* _Provided records_:
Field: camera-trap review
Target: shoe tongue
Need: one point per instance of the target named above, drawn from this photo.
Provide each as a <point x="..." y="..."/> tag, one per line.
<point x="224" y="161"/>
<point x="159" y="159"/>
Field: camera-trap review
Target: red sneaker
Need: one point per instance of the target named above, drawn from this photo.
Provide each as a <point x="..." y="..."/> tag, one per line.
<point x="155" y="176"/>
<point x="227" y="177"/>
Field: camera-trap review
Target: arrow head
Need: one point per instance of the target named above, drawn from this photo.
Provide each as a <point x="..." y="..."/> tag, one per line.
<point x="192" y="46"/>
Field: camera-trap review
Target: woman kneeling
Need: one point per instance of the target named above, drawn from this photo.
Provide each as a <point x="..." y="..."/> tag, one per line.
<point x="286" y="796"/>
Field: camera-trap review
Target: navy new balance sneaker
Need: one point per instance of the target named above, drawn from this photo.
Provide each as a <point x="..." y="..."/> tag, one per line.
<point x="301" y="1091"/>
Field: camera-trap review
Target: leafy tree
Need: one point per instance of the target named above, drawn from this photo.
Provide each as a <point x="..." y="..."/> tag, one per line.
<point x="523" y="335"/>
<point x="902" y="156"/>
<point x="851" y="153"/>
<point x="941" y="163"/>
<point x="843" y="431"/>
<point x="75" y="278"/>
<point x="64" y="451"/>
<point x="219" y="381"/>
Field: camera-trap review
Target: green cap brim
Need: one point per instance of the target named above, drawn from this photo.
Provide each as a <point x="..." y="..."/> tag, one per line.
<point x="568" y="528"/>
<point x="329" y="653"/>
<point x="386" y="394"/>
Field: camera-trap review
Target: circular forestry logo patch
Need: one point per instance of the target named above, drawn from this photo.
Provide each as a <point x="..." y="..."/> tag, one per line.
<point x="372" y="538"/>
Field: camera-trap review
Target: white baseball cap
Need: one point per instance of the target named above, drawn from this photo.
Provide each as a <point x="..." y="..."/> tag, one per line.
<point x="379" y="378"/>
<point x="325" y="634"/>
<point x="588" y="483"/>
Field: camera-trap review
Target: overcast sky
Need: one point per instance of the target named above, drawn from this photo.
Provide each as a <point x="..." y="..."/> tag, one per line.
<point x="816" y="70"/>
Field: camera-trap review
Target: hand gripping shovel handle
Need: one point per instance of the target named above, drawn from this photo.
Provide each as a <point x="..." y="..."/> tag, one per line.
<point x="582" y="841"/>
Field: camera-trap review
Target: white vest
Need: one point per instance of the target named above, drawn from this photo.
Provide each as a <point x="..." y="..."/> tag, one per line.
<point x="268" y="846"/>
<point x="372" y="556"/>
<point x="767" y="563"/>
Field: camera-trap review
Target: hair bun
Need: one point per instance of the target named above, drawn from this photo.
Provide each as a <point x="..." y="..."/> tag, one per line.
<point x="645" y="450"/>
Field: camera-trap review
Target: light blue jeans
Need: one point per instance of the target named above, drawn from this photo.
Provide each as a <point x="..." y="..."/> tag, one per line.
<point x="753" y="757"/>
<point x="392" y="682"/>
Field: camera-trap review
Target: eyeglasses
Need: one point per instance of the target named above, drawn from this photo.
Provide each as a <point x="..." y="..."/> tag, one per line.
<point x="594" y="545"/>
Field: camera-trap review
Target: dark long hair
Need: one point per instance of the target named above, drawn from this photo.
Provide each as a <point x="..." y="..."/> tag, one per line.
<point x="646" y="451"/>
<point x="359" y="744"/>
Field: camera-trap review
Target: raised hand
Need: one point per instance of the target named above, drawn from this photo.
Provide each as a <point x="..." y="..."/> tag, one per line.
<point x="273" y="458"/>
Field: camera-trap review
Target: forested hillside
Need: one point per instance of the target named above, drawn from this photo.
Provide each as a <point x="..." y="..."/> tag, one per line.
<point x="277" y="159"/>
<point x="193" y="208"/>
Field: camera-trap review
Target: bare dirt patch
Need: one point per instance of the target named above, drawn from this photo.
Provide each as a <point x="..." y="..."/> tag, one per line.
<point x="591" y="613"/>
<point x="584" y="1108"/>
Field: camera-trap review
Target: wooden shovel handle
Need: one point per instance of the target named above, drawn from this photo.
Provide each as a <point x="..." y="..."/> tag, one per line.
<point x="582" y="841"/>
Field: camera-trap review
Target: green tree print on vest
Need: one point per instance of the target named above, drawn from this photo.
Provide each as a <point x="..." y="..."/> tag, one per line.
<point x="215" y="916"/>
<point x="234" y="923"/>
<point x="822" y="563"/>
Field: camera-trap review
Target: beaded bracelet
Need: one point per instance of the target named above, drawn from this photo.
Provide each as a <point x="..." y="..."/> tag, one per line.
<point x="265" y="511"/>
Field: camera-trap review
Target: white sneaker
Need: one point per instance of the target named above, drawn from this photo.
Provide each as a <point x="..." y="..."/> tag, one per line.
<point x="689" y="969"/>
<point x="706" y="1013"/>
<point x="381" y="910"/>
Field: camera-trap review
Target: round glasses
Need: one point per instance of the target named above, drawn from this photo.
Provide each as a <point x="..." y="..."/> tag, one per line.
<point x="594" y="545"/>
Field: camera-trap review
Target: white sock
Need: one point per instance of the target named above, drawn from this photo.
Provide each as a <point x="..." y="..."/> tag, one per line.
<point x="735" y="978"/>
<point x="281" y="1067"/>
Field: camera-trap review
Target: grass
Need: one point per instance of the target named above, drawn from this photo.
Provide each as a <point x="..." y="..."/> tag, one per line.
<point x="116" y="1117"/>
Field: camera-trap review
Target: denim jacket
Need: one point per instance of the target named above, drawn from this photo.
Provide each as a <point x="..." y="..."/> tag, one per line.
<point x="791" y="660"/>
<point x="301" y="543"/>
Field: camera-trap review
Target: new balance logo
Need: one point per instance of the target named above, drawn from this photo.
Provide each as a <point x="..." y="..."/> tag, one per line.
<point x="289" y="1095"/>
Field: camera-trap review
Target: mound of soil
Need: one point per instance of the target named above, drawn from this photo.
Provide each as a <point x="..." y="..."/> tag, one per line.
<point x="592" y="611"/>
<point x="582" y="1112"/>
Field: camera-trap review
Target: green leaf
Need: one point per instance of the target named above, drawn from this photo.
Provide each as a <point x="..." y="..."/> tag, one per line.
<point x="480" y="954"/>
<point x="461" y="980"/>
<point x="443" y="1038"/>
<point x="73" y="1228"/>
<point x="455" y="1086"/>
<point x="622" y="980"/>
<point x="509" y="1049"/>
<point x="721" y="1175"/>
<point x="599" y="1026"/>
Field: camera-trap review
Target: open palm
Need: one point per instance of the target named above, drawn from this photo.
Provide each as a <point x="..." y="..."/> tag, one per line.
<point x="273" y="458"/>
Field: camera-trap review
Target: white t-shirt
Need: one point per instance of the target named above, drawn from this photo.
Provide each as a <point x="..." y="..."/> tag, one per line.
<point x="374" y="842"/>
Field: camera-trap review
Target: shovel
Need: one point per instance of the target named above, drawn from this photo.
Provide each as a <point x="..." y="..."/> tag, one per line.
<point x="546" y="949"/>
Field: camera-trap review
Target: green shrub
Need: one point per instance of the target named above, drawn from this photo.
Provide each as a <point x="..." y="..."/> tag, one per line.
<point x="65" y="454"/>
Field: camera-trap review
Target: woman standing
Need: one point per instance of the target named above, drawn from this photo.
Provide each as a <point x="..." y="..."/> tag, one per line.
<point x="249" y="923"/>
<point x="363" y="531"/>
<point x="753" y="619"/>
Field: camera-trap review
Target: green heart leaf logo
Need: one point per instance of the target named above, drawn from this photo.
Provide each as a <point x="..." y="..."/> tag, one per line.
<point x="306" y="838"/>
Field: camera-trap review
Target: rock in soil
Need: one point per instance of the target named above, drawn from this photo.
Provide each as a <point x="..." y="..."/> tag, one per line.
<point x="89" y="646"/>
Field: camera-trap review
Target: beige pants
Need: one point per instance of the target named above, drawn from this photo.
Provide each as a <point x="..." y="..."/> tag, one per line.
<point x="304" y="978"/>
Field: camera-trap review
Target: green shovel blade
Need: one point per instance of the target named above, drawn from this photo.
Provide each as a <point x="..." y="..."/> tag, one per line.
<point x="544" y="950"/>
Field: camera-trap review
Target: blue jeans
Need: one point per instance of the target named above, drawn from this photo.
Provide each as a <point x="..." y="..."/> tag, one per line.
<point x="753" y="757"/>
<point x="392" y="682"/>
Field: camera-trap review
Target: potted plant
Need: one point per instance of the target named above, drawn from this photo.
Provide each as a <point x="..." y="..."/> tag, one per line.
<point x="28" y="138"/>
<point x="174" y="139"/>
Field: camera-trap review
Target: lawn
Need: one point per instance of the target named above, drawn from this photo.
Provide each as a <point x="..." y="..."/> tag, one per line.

* _Exercise objective_:
Search the entries for the word "jeans", then list each line that holds it.

* _Response area_:
Target: light blue jeans
Target: blue jeans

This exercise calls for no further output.